【イベントレポート】「愛のある組織変革」は実現可能か?「人間性とデジタル化の両立」

―デジタル推進・組織変革など "組織を動かす" ためにはロジックやオーダーだけではなく、愛や思いやりが前提になる―

2022年6月1日(火)18:00~20:30
代官山 蔦屋書店
INDUSTRIAL-Xの代表取締役 八子 知礼 著『DX CX SX』と、 5万部を超えるベストセラー『だから僕たちは、組織を変えていける』の著者 斉藤 徹 氏で「人間性とデジタルの両立」をテーマとして代官山 蔦屋書店様で対談&サイン会を開催しました。

イベント開始後、『DX CX SX』の著者八子からは、 DXの概論、デジタル化しようとすると起きる「DX・魔のデッドロック」が語られました。
DXで目指す姿が分からない「デジタル」、設備やシステムが古い、投資の余力がない「フィジカル」、属人性が強く、デジタル返還後の配置転換ができない「ヒューマン」、この3つの課題は多くの企業や現場で耳にしますと、実例と苦楽を交えて紹介しました。
なかでも、「ヒューマン」は、正しいと思われる指示をしてもその通り動くことが出来ないことが多いのは、人間が一番、曖昧模糊としているからではないでしょうかと問題提起を行いました。

データ抜粋:
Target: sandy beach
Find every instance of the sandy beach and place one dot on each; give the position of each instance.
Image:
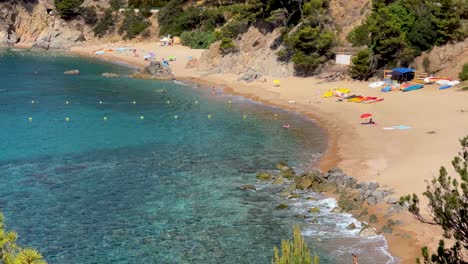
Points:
(400, 160)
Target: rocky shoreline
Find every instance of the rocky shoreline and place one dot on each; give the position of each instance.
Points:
(352, 196)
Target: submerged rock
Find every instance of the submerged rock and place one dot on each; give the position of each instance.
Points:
(278, 181)
(72, 72)
(110, 75)
(373, 219)
(282, 206)
(351, 226)
(248, 187)
(264, 176)
(367, 231)
(156, 70)
(314, 210)
(336, 210)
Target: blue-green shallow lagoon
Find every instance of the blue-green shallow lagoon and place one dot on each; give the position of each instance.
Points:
(140, 176)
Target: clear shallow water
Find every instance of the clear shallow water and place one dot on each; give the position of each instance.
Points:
(144, 186)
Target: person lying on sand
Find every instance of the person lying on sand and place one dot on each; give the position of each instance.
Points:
(371, 122)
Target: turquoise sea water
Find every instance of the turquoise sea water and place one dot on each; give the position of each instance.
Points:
(98, 170)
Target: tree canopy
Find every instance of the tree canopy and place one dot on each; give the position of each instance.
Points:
(448, 208)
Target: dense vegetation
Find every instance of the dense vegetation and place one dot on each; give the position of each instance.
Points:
(68, 9)
(396, 31)
(464, 73)
(448, 208)
(294, 252)
(133, 24)
(11, 253)
(105, 25)
(307, 37)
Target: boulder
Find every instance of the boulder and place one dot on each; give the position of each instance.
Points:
(192, 64)
(109, 75)
(156, 70)
(336, 210)
(367, 231)
(288, 173)
(373, 186)
(395, 209)
(72, 72)
(349, 181)
(302, 182)
(278, 181)
(294, 196)
(351, 226)
(371, 201)
(335, 170)
(387, 229)
(282, 206)
(392, 200)
(314, 210)
(281, 165)
(248, 187)
(264, 176)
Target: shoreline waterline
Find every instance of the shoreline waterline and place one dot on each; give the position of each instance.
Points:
(331, 158)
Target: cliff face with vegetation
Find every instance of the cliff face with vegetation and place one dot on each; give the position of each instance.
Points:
(272, 37)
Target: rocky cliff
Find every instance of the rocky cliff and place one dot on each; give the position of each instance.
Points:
(254, 56)
(36, 24)
(33, 25)
(445, 60)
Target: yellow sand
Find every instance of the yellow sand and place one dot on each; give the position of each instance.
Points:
(398, 159)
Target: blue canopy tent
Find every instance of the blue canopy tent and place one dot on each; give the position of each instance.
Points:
(403, 74)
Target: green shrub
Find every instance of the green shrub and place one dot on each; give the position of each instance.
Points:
(359, 36)
(310, 47)
(12, 253)
(105, 24)
(294, 252)
(361, 68)
(234, 28)
(464, 73)
(197, 39)
(426, 64)
(89, 15)
(146, 3)
(133, 25)
(227, 46)
(68, 9)
(116, 4)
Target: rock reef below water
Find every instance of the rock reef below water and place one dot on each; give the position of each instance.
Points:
(155, 71)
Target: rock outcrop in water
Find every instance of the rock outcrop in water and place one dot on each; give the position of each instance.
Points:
(353, 195)
(156, 70)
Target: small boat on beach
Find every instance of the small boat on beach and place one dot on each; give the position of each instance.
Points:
(412, 87)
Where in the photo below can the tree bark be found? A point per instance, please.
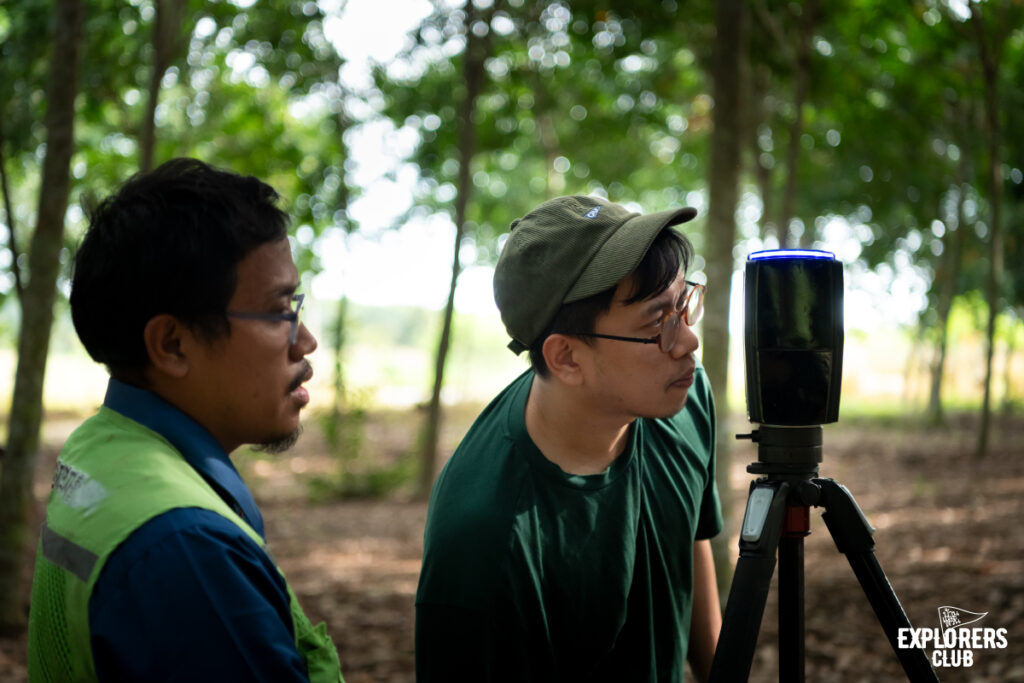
(802, 75)
(166, 38)
(15, 268)
(727, 72)
(476, 53)
(37, 311)
(989, 67)
(947, 274)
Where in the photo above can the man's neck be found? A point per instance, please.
(569, 432)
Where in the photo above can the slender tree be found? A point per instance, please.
(476, 51)
(37, 310)
(990, 48)
(727, 75)
(166, 41)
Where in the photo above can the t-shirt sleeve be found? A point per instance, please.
(190, 597)
(710, 522)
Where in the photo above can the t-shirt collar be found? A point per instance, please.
(198, 445)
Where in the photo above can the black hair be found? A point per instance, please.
(655, 272)
(167, 242)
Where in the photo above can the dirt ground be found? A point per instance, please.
(947, 534)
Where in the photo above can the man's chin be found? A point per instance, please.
(281, 444)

演習問題:
1. イベントレポートについて、次の問いにそれぞれ一文で答えよ。
(a) 対談とサイン会はどこで開催されたか。
(b) 斉藤 徹 氏が著した、5万部を超えるベストセラーの書名は何か。
(c) 八子がデジタル化しようとすると起きると語った事態は、何と呼ばれているか。
2. イベントレポートで、多くの企業や現場で耳にすると紹介された3つの課題の名称をすべて挙げよ。
3. イベントレポートの最後の文の後から、文章を書き継げ。

課題の解答:
1.
(a) 対談とサイン会は代官山 蔦屋書店で開催された。
(b) 書名は『だから僕たちは、組織を変えていける』である。
(c) その事態は「DX・魔のデッドロック」と呼ばれている。

2. 紹介された課題は「デジタル」「フィジカル」「ヒューマン」の3つである。

3.
『だから僕たちは、組織を変えていける』の著者で、人が生き生きと活躍する組織開発を得意とする斉藤氏より、1.新しいことをしたくない、2.自分の知識を出したくない、3.他部門のことを考えたくないの3つのテーマについて、理由と解決方法について、深掘りして解説されました。

 

対談では、企業は社会にどんな影響を与えたいのかという組織のパーパス「Why」が大切であるとか、いま目標を数値化し、断片化することにより起きているのは、部署と部署の境目、人間とデジタルの境目…と、斉藤氏、八子ともに、持論の共通点を展開し、組織変革の際に、デジタル化を行う際は、デジタル化するからこそ、愛や思いやりが大切とまとめました。

質疑応答では、八子に「人間味を大切にした愛ある組織変革は分かったけれど、そうはいっても難しいことはなんでしょうか?」、斉藤氏に「適材適所のシェアードリーダーは本当に良いと思う一方で、プロジェクトでフェーズが変わると、種蒔き期と成長期で、それぞれ求められるリーダーの資質は往々にして異なるものだと思いますが、リーダーが変わるタイミングは、どういうタイミングでしょうか?」「リーダーが折れるのか、メンバーが変わるのを待つのか?」などの質問が相次ぎました。
最後は、斉藤氏が事例として、やる気のないチームが急成長した経験について語り「人間は分かってほしい気持ちがとっても強いから、リーダーは傾聴が大事」と斉藤氏と語り、「相手に興味を持つということは、広い意味での愛ではないか」と、八子が締めくくりました。

 

某ケミカル会社の設備DXに携わり、且つ組織改革にも関心がありイベント参加したという男性から「工場の生産設備のIoT化を推進したく、よい機会に恵まれました」と感想を頂きました。※写真撮影時のみマスクを外しております。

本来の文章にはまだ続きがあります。